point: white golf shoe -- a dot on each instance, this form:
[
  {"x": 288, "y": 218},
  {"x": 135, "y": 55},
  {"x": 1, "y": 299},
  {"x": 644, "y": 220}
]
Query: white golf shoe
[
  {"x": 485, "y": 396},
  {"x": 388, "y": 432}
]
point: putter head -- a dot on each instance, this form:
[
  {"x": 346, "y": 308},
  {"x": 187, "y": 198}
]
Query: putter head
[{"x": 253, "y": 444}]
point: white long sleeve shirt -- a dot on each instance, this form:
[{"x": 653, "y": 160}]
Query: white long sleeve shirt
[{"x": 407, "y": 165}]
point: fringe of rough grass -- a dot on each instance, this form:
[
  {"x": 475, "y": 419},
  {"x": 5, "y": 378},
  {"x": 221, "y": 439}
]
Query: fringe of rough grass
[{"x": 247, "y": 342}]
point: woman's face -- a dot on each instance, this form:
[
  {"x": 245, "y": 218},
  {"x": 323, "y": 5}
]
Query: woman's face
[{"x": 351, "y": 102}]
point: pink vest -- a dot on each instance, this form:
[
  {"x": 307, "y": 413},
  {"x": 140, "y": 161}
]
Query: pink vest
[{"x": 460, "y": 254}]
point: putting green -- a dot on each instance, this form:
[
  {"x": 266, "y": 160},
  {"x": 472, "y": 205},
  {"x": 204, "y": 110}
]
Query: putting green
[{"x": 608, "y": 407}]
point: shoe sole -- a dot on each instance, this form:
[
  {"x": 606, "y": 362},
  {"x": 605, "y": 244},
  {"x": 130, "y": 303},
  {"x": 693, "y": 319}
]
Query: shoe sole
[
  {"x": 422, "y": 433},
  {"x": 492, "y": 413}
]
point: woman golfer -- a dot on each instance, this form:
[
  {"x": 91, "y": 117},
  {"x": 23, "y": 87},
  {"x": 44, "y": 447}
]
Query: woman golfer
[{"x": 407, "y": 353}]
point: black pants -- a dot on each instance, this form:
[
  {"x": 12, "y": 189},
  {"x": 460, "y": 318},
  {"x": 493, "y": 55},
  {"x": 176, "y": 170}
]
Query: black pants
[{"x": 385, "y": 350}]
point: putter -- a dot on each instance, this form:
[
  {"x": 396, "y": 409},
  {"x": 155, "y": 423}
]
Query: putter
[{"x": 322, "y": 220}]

# # # # # # #

● **Work request**
Every line in the entries above that mentions the word "form" must be shown.

● **Solved problem**
point: white golf shoe -- a dot on each instance, this form:
point: putter head -- a dot on each instance, this form:
point: white long sleeve shirt -- a dot on each instance, this form:
point: fringe of rough grass -- a dot on each instance, this form:
point: woman's face -- a dot on each instance, this form:
point: pink vest -- a dot on each instance, this form:
point: putting green -- a dot on each instance, this form:
point: shoe sole -- a dot on each instance, this form:
point: woman golfer -- a dot on each instance, this form:
point: black pants -- a dot on each instance, this form:
point: putter -- a dot on each instance, this form:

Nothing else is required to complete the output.